Referring expression pointing data:
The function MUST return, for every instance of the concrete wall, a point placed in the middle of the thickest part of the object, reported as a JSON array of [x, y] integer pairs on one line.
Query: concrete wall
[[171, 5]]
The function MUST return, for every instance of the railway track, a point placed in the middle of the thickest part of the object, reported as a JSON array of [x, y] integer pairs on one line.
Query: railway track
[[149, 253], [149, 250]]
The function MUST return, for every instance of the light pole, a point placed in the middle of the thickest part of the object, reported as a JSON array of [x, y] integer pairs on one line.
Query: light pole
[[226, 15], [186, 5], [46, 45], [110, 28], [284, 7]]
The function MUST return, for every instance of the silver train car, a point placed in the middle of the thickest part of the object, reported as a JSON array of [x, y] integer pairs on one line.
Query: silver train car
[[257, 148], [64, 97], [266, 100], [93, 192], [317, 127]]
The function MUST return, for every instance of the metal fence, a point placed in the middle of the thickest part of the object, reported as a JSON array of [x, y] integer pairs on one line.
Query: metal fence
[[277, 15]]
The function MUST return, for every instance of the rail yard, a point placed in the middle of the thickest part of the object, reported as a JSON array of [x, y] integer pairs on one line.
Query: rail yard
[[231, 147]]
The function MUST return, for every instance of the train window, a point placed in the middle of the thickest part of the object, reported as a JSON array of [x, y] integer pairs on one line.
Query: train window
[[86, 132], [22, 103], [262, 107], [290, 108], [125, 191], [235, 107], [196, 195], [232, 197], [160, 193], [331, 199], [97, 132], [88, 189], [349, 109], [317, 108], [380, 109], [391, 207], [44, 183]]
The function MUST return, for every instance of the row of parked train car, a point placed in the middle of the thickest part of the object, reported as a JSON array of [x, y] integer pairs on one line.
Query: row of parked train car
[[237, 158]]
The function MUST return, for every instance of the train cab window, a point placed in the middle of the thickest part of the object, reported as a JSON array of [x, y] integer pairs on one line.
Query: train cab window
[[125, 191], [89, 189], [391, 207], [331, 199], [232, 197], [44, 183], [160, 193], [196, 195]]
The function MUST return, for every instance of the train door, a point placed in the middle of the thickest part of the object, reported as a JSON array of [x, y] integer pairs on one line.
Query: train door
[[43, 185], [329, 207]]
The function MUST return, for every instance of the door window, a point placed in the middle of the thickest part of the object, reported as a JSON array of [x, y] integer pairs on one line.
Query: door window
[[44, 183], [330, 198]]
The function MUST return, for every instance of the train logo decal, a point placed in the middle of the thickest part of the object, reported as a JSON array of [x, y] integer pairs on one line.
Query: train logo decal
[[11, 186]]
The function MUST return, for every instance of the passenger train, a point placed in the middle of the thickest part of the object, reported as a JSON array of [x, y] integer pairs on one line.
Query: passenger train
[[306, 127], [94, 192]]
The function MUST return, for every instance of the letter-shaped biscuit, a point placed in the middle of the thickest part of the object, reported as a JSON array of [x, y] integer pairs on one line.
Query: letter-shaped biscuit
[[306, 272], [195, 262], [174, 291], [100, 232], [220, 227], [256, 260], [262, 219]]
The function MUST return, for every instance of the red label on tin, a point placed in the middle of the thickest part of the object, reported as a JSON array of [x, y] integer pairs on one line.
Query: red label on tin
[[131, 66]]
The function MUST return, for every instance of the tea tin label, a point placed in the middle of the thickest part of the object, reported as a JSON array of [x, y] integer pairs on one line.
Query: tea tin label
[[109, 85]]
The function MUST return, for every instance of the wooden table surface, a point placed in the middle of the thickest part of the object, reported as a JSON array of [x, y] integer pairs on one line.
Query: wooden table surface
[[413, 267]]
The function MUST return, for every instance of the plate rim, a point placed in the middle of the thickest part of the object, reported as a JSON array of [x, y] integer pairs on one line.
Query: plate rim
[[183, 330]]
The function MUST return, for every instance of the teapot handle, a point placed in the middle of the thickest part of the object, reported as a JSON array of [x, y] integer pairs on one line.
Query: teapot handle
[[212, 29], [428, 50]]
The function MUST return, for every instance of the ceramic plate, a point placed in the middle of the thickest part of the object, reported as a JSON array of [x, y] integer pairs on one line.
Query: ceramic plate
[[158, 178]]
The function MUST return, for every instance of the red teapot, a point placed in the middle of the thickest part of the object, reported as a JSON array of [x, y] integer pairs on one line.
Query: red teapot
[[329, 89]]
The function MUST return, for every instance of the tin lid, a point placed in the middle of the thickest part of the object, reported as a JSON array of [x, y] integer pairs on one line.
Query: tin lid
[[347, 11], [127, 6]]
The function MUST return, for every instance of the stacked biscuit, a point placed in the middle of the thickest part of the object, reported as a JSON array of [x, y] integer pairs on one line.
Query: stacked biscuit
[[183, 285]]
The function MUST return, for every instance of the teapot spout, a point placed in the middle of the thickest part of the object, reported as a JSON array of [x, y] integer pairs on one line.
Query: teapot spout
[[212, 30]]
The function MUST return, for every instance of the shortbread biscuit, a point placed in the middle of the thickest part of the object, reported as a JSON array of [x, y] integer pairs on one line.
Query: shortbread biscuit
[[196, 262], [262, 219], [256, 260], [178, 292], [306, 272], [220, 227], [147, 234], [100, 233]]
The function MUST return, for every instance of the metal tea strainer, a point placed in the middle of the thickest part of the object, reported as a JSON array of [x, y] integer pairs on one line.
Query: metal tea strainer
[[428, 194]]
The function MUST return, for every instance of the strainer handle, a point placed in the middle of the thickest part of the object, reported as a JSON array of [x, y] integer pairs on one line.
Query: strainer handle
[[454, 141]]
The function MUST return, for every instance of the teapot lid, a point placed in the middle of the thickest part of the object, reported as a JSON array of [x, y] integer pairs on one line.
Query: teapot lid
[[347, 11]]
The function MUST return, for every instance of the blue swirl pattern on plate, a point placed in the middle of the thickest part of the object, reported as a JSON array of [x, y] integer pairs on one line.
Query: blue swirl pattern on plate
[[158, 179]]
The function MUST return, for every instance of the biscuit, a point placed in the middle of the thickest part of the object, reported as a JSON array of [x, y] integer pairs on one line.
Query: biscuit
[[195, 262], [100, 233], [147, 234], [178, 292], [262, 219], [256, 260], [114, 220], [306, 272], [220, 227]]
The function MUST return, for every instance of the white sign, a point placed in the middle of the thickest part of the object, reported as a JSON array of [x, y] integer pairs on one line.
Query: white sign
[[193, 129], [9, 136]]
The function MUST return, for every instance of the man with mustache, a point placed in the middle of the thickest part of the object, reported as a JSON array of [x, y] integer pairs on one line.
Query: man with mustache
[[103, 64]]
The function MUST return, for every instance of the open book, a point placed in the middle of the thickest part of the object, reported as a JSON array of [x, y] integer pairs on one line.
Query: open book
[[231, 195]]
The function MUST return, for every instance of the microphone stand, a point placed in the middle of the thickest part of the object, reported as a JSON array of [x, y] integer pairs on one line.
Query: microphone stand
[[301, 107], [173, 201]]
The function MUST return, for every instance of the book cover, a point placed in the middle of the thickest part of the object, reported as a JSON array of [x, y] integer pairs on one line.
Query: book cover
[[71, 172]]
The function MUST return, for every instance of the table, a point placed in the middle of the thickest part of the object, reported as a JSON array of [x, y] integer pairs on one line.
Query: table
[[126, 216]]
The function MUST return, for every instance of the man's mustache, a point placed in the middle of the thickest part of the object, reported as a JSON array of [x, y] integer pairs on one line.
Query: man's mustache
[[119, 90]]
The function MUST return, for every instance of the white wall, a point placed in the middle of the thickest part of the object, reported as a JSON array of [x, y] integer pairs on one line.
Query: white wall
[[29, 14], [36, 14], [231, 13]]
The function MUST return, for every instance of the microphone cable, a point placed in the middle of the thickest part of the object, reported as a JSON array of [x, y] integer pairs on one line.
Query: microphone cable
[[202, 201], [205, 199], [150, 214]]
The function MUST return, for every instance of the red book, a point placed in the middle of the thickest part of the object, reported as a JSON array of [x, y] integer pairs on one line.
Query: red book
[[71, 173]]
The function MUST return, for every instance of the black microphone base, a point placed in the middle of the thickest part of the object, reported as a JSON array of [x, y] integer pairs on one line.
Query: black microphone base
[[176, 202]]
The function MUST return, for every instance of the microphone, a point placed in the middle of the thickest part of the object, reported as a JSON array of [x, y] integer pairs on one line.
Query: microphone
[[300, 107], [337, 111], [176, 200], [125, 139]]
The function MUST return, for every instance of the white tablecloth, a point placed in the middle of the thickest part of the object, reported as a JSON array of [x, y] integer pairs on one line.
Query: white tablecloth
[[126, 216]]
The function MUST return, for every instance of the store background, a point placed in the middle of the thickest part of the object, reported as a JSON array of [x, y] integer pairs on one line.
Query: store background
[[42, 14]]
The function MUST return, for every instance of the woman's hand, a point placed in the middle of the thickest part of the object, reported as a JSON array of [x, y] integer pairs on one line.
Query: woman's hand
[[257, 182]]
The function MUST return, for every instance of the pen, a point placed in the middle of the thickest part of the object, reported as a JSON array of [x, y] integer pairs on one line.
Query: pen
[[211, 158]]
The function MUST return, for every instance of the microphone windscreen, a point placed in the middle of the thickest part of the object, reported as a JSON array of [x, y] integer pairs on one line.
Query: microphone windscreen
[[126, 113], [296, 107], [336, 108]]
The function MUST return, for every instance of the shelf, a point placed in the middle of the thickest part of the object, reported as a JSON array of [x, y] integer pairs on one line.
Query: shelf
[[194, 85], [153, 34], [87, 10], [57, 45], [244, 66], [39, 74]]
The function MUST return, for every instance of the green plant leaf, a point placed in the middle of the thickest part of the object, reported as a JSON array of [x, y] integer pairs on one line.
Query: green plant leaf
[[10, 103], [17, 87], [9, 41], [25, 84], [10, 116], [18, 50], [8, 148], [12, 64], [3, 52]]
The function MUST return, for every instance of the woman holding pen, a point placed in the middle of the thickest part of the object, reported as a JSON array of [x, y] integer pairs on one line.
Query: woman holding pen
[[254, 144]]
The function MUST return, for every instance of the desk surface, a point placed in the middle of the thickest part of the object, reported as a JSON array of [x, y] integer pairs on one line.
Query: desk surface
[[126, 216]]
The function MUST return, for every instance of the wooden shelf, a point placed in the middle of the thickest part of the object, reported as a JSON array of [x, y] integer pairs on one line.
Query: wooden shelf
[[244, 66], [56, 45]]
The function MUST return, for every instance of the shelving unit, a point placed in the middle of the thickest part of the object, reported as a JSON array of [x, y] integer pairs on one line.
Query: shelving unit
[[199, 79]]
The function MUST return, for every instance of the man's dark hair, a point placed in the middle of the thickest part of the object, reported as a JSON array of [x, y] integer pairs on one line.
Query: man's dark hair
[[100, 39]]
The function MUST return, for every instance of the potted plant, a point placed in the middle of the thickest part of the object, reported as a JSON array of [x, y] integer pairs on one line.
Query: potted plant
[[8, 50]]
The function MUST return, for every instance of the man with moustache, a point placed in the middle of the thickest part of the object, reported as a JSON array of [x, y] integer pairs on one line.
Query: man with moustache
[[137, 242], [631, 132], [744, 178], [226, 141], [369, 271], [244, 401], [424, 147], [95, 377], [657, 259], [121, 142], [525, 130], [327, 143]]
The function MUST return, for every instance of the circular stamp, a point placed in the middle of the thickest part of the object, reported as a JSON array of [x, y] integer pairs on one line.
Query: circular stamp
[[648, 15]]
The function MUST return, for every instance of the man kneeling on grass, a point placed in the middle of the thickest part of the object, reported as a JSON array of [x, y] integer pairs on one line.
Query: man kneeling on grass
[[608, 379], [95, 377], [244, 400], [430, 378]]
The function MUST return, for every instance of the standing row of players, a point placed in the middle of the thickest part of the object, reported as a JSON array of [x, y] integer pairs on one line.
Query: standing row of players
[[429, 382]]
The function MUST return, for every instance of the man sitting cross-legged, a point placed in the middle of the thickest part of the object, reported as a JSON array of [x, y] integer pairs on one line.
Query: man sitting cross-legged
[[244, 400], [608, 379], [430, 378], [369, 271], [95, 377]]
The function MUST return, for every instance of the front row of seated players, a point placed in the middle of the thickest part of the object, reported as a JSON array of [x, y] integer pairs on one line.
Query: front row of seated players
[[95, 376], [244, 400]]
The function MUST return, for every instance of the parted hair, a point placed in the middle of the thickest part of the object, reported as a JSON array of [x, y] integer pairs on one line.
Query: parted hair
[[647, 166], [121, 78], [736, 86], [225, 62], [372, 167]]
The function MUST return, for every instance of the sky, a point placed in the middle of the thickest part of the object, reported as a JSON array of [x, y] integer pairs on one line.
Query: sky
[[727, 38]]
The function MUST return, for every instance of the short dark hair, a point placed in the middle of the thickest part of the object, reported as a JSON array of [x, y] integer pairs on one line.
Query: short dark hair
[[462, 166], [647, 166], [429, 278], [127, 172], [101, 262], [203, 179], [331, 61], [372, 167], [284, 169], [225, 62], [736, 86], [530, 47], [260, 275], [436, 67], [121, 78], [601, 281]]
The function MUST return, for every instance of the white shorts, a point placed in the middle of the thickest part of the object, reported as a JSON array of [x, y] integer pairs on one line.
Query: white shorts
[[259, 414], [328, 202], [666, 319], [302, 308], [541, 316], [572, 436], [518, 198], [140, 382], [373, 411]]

How to complete this task –
Beginning with the line that holds "white shorts, a" and ending with the last line of the data, copy each line exactly and add nothing.

Your response –
The function MUST return, for every instance of the white shorts, a point placed in the middle of the thickest part of the object, reported as a JSON array of [x, y] integer pairs on one line.
Query: white shorts
[[259, 414], [328, 202], [666, 319], [302, 308], [541, 316], [572, 436], [518, 198], [140, 382], [373, 411]]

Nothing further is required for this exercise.